Supplied records:
##########

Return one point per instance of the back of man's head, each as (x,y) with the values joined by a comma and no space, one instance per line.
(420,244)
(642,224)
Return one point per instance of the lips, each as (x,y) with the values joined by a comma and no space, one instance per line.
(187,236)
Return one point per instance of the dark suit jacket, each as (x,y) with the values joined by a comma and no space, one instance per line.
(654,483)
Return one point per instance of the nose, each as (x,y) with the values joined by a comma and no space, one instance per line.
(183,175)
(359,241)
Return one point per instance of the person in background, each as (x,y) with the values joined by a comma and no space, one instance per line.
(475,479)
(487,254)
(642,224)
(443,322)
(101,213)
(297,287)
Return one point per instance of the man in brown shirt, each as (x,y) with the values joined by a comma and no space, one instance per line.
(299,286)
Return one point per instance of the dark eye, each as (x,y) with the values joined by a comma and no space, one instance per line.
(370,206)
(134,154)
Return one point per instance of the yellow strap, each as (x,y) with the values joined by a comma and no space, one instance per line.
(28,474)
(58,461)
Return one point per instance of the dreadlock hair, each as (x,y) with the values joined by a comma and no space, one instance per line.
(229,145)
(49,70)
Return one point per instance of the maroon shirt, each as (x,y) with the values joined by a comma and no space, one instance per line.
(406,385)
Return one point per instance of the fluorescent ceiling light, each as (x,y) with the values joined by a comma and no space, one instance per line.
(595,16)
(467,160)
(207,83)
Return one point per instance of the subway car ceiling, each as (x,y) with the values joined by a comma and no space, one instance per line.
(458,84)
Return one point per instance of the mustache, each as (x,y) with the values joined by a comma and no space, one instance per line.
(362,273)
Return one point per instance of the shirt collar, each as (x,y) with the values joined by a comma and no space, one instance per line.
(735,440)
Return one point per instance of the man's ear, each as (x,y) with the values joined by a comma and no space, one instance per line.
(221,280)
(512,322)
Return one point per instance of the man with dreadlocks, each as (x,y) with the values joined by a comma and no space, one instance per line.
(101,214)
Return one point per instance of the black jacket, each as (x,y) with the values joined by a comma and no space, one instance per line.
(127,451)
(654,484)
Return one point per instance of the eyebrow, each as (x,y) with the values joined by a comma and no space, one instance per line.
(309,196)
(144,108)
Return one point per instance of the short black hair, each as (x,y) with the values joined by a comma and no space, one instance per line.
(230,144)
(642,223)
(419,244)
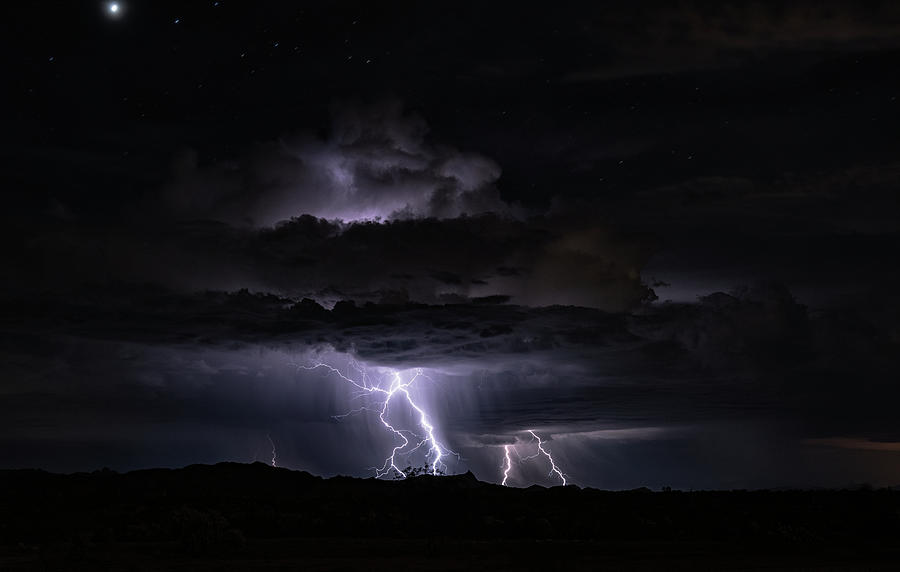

##########

Recast every line of the records above as a JSON list of strings, one string per line with blank lines omitted, and leave the pictures out of the answer.

Completed task:
[
  "Return one point per instance of the back of man's head, each as (x,y) with the values joined by a comma and no space, one instance per line.",
  "(420,244)",
  "(642,224)",
  "Return one point per instance of the lips, each as (x,y) with the values joined by a comma and no space, one instance per line.",
  "(187,236)",
  "Return one point per instance of the dark suit jacket, each as (x,y) with the values joined by a comma and no space, one instance per line.",
  "(654,483)",
  "Return one point per instance of the nose, each as (x,y) with the values joined by a comma and no space, one instance per line.",
  "(183,175)",
  "(359,241)",
  "Return one point per instance of the person in background, each as (x,y) with the values joined by a comma and no space, one instance per line.",
  "(475,479)",
  "(487,254)",
  "(642,224)",
  "(443,322)",
  "(101,213)",
  "(297,287)",
  "Return one point per instance of the man in brown shirt, each as (x,y) with the values joined by a comma and no space, one instance per line.",
  "(299,286)",
  "Return one point per instance of the dark eye, each as (x,y) with the values joined by a comma and no space, one instance per line.",
  "(370,206)",
  "(134,154)",
  "Return one point per instance of the yellow strap, each as (x,y) with the values joined by a comma and no space, one instance per line.",
  "(28,474)",
  "(58,461)",
  "Return one point per instance of the dreadlock hair, each as (x,y) with the values joined by a comma and no space, one instance per line.",
  "(229,145)",
  "(49,70)",
  "Return one point per instance of the maroon shirt, each as (x,y) with the values joined by a comma and no space, one instance per line.",
  "(406,385)",
  "Return one point per instance of the fluorescent ceiling light, each as (x,y) with the values joined by a comma and no space, one instance per line.",
  "(595,16)",
  "(467,160)",
  "(207,83)",
  "Return one point per instance of the subway car ceiling, each as (x,y) with the values joined by a comma and no space, one instance per line.",
  "(458,84)",
  "Return one point per instance of the mustache, each as (x,y) with the values joined by a comma and no space, one instance per line.",
  "(362,273)",
  "Return one point per instance of the shirt collar, each as (x,y) with the values joined by a comma and no space, one instance per line.",
  "(735,440)",
  "Return one point per instance of the man's ear, each as (x,y) with the values joined by a comma and no space, one instance per line.",
  "(221,280)",
  "(512,322)",
  "Return one point per instance of the man with dreadlocks, each as (x,y) with the values joined by a comma and no space, one instance per line.",
  "(101,214)",
  "Return one point per instance of the black jacket, each as (x,y) with the values joined by a comma and no space, one instance per line.",
  "(127,451)",
  "(654,484)",
  "Return one point per instance of the eyebrow, each as (x,y) with the values joined by a comma and no space, one instance per line.",
  "(309,196)",
  "(144,108)",
  "Return one point per instance of the short black hair, each as (x,y) with the values joined by a comma and no space, one instance per line.",
  "(230,144)",
  "(642,223)",
  "(419,244)"
]